> _DO THIS_:
Locate each line in the rows below that contains the word "jagged", and copy every such line.

Start EXTRACTED ENTRIES

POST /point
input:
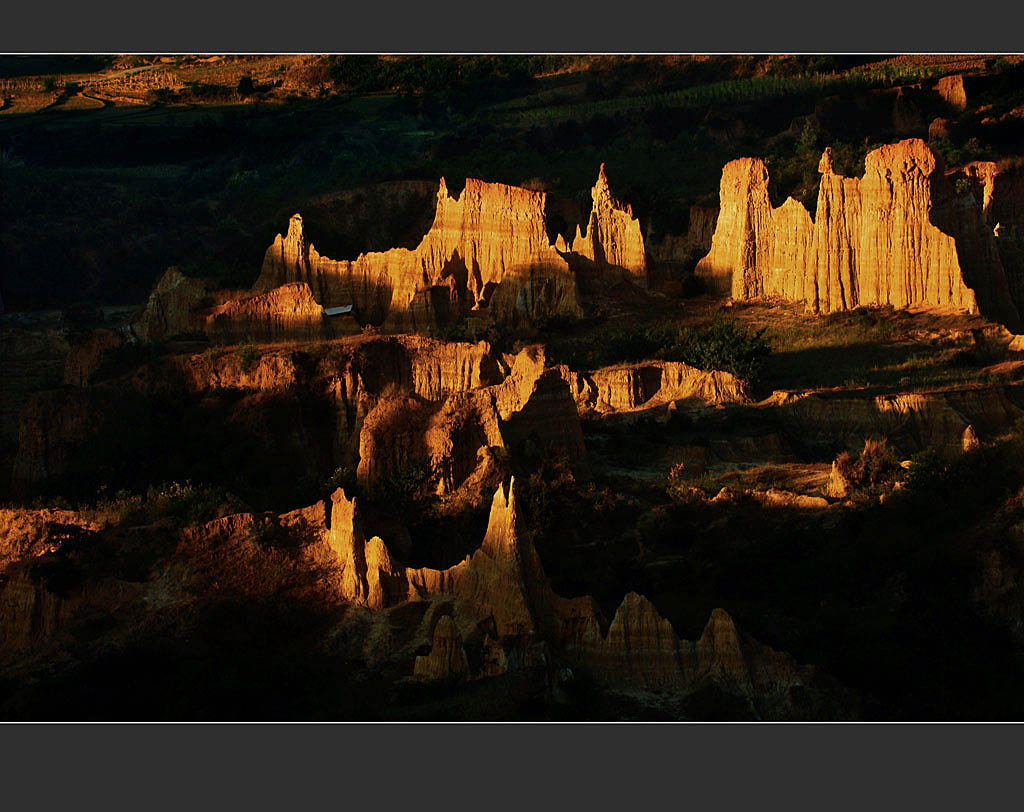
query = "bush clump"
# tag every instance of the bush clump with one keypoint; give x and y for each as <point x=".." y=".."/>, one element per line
<point x="877" y="465"/>
<point x="248" y="353"/>
<point x="182" y="503"/>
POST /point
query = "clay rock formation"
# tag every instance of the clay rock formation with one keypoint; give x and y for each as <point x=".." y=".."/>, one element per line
<point x="951" y="90"/>
<point x="448" y="656"/>
<point x="486" y="249"/>
<point x="912" y="421"/>
<point x="642" y="651"/>
<point x="171" y="307"/>
<point x="872" y="241"/>
<point x="286" y="312"/>
<point x="369" y="577"/>
<point x="458" y="430"/>
<point x="503" y="588"/>
<point x="631" y="387"/>
<point x="487" y="236"/>
<point x="612" y="236"/>
<point x="998" y="185"/>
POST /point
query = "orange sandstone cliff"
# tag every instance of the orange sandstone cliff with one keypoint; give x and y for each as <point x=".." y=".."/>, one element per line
<point x="872" y="242"/>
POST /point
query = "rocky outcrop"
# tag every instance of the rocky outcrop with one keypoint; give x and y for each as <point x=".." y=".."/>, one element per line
<point x="612" y="237"/>
<point x="286" y="312"/>
<point x="632" y="387"/>
<point x="998" y="186"/>
<point x="487" y="249"/>
<point x="952" y="92"/>
<point x="493" y="613"/>
<point x="172" y="305"/>
<point x="487" y="236"/>
<point x="872" y="241"/>
<point x="458" y="433"/>
<point x="641" y="651"/>
<point x="912" y="421"/>
<point x="448" y="656"/>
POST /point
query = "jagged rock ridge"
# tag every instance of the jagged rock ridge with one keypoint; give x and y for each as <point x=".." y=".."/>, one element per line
<point x="872" y="241"/>
<point x="487" y="247"/>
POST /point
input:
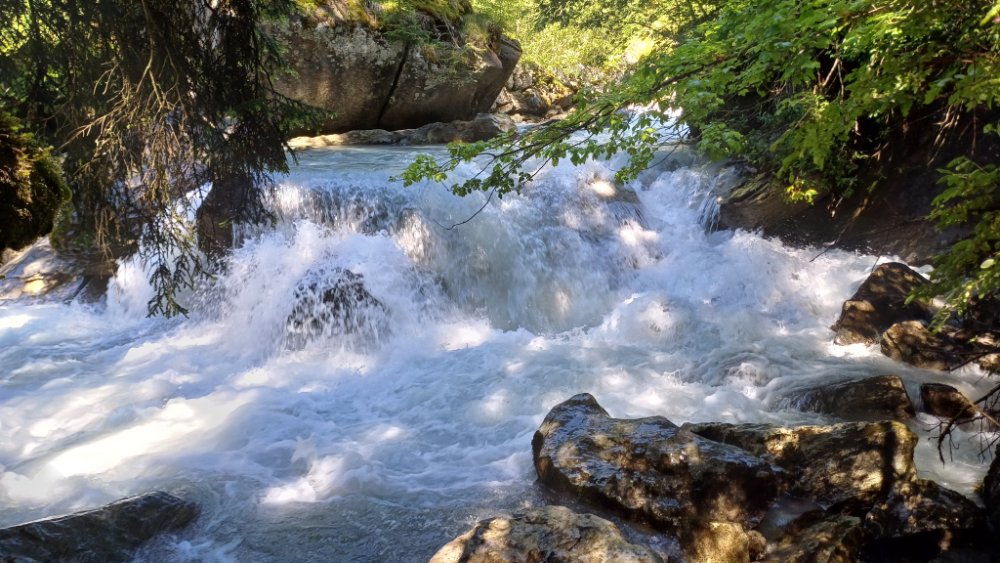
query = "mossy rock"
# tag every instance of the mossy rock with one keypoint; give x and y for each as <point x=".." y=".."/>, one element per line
<point x="32" y="189"/>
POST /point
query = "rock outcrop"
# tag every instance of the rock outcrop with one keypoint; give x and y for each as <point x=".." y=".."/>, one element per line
<point x="548" y="533"/>
<point x="651" y="471"/>
<point x="32" y="189"/>
<point x="484" y="126"/>
<point x="109" y="533"/>
<point x="947" y="402"/>
<point x="879" y="312"/>
<point x="731" y="493"/>
<point x="43" y="272"/>
<point x="371" y="79"/>
<point x="921" y="507"/>
<point x="335" y="303"/>
<point x="818" y="537"/>
<point x="991" y="492"/>
<point x="531" y="94"/>
<point x="874" y="398"/>
<point x="844" y="467"/>
<point x="878" y="304"/>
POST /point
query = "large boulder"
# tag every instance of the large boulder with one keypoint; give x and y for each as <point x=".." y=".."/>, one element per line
<point x="846" y="467"/>
<point x="991" y="492"/>
<point x="46" y="273"/>
<point x="427" y="91"/>
<point x="913" y="343"/>
<point x="947" y="349"/>
<point x="109" y="533"/>
<point x="873" y="398"/>
<point x="370" y="77"/>
<point x="335" y="303"/>
<point x="548" y="533"/>
<point x="879" y="303"/>
<point x="531" y="93"/>
<point x="484" y="126"/>
<point x="651" y="471"/>
<point x="818" y="537"/>
<point x="945" y="401"/>
<point x="922" y="507"/>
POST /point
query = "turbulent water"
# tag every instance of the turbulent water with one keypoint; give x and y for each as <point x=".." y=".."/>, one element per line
<point x="363" y="382"/>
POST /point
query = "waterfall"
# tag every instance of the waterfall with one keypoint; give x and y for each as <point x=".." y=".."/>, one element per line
<point x="363" y="381"/>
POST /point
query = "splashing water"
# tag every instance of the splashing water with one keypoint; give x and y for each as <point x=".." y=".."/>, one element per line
<point x="363" y="382"/>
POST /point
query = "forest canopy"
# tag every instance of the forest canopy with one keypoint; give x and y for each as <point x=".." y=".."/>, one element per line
<point x="148" y="101"/>
<point x="814" y="95"/>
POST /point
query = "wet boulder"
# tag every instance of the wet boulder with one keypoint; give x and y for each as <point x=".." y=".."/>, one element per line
<point x="991" y="491"/>
<point x="482" y="127"/>
<point x="651" y="471"/>
<point x="874" y="398"/>
<point x="547" y="533"/>
<point x="722" y="542"/>
<point x="818" y="537"/>
<point x="922" y="507"/>
<point x="109" y="533"/>
<point x="879" y="303"/>
<point x="847" y="466"/>
<point x="945" y="401"/>
<point x="913" y="343"/>
<point x="335" y="303"/>
<point x="44" y="272"/>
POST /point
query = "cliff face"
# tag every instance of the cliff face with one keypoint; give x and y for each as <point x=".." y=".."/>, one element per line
<point x="371" y="79"/>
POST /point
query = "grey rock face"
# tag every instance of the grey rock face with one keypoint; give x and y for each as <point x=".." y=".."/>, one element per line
<point x="649" y="469"/>
<point x="879" y="303"/>
<point x="846" y="466"/>
<point x="109" y="533"/>
<point x="367" y="81"/>
<point x="335" y="303"/>
<point x="991" y="491"/>
<point x="548" y="533"/>
<point x="484" y="126"/>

End EXTRACTED ENTRIES

> _OUTPUT BELOW_:
query = "jagged rock ridge"
# tag every instance of the jagged rock ridge with one keypoint; give x and y for each as <point x=".." y=".."/>, one element per line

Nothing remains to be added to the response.